> What you will do
Go over the lines below, and when one contains the word "flowers", copy it.

Stored records
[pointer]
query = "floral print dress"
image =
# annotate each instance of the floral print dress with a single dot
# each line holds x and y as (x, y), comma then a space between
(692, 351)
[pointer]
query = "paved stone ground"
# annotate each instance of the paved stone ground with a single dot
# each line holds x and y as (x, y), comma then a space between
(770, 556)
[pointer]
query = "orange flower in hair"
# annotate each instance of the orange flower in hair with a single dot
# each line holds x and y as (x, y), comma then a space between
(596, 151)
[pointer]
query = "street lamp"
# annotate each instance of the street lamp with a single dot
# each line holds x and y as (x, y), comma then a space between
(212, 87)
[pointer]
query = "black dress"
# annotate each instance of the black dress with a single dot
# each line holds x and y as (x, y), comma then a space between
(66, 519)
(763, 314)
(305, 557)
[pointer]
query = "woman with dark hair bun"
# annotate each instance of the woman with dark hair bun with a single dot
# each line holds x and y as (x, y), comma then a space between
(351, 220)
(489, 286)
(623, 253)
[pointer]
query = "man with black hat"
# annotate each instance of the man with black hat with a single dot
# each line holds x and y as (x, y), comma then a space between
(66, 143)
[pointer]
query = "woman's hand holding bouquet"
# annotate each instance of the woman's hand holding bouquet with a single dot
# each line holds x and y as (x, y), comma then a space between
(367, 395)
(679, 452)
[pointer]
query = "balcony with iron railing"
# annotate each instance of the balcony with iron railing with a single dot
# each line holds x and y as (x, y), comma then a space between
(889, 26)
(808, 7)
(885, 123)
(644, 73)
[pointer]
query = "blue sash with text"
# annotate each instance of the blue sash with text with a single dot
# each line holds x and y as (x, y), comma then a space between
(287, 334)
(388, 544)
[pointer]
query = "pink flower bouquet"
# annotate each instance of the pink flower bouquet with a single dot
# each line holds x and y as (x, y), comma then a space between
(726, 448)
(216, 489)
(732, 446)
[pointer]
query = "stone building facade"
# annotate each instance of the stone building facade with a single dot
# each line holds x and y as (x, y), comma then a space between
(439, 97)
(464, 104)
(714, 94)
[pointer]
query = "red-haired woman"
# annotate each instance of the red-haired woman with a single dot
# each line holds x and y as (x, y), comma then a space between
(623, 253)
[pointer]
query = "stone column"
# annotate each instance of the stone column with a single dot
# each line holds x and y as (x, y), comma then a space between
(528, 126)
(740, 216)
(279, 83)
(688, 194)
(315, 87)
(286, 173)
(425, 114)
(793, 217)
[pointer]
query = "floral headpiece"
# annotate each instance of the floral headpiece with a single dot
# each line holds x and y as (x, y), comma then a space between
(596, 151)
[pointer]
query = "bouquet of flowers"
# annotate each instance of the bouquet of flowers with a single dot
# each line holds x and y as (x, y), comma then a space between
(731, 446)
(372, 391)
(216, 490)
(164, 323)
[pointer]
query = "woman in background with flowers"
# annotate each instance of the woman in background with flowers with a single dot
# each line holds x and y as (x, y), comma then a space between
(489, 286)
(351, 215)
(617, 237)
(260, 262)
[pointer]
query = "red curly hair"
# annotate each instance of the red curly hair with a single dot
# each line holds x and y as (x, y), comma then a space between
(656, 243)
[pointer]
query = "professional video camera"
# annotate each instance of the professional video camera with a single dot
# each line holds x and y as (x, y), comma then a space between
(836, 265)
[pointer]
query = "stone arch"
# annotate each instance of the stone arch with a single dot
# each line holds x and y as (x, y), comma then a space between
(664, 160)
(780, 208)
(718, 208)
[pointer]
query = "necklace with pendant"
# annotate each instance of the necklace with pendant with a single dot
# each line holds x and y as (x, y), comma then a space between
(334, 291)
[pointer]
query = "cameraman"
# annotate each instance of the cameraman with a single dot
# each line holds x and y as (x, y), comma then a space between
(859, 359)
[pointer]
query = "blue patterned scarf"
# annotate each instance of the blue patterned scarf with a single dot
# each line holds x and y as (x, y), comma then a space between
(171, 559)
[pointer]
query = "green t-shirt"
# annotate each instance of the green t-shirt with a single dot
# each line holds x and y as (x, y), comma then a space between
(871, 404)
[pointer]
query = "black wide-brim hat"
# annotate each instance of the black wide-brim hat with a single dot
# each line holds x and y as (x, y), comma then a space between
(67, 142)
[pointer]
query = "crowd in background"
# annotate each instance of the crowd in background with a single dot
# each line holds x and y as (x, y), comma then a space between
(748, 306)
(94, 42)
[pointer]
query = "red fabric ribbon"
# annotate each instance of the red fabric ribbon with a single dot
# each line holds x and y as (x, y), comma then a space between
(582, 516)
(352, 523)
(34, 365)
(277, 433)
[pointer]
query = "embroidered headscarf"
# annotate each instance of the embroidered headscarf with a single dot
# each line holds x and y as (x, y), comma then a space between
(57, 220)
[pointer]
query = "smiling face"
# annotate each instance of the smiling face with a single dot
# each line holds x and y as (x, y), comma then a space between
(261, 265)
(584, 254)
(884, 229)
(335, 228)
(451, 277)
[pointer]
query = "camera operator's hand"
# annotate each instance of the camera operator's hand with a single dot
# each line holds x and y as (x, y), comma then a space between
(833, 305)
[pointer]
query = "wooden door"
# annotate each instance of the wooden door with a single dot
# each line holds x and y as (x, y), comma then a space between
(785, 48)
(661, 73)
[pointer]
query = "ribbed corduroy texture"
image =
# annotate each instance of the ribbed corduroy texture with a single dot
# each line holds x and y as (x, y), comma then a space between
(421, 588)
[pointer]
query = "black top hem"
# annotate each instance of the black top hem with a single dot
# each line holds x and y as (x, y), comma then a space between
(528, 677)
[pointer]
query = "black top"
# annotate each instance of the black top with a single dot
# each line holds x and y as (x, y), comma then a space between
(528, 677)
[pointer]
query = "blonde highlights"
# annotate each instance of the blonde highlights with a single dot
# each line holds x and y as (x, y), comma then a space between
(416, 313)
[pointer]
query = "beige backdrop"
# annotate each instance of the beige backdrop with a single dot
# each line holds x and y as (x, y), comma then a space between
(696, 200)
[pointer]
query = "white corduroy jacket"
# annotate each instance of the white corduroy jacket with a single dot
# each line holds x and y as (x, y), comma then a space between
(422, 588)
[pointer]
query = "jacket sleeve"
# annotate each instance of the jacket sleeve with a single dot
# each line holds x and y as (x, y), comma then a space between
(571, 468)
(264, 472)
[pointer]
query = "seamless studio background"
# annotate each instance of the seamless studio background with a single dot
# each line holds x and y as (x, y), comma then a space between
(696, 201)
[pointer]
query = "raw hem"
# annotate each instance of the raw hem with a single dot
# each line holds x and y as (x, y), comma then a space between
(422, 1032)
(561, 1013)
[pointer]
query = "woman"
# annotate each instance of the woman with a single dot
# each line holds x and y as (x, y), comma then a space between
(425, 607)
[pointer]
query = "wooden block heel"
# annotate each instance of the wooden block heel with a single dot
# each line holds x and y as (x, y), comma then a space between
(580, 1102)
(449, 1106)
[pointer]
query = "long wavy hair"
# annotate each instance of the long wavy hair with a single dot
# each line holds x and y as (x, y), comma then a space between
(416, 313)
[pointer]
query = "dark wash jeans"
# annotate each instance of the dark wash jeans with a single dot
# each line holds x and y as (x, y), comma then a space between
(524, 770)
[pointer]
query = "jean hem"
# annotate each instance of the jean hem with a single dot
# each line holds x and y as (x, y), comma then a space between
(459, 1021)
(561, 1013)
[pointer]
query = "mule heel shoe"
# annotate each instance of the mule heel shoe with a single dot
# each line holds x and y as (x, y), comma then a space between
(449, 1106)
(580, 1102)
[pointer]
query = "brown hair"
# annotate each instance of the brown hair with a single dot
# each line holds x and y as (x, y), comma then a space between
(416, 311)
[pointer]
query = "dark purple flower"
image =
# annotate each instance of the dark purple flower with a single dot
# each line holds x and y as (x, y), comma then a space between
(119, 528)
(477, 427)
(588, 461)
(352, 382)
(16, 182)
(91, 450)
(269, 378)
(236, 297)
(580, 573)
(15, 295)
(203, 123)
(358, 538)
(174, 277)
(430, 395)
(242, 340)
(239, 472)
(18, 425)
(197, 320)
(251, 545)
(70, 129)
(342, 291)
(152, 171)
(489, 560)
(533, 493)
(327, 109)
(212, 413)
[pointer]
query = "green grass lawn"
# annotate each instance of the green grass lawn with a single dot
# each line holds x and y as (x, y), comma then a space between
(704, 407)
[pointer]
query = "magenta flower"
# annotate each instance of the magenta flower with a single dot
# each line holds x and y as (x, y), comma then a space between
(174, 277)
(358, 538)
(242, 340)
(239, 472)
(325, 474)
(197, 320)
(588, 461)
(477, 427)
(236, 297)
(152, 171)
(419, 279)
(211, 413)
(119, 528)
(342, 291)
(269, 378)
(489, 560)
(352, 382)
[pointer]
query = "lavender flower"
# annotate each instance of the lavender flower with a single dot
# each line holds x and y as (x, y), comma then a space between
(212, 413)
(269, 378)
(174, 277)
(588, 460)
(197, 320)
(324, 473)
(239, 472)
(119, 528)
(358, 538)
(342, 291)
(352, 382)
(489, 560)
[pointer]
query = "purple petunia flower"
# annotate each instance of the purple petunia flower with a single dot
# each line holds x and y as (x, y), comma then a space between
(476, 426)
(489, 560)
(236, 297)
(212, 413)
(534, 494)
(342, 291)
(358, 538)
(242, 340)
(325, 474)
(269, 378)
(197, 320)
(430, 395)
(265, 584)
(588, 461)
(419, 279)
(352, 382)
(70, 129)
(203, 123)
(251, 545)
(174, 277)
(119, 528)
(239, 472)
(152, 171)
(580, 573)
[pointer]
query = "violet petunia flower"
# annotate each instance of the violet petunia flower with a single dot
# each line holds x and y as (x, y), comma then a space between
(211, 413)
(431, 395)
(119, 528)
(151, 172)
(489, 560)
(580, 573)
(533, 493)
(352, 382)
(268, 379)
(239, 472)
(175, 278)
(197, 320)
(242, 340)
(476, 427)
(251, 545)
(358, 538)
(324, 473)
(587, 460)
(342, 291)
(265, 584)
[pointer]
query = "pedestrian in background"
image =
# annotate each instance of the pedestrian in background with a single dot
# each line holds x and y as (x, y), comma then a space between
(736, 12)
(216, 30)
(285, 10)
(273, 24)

> Answer to this exercise
query = "bouquet of flowers"
# annotate each instance of the bouquet of flowers with a single dot
query = "woman in background with flowers"
# annotate each instance of the woman in background with flowers with a single dot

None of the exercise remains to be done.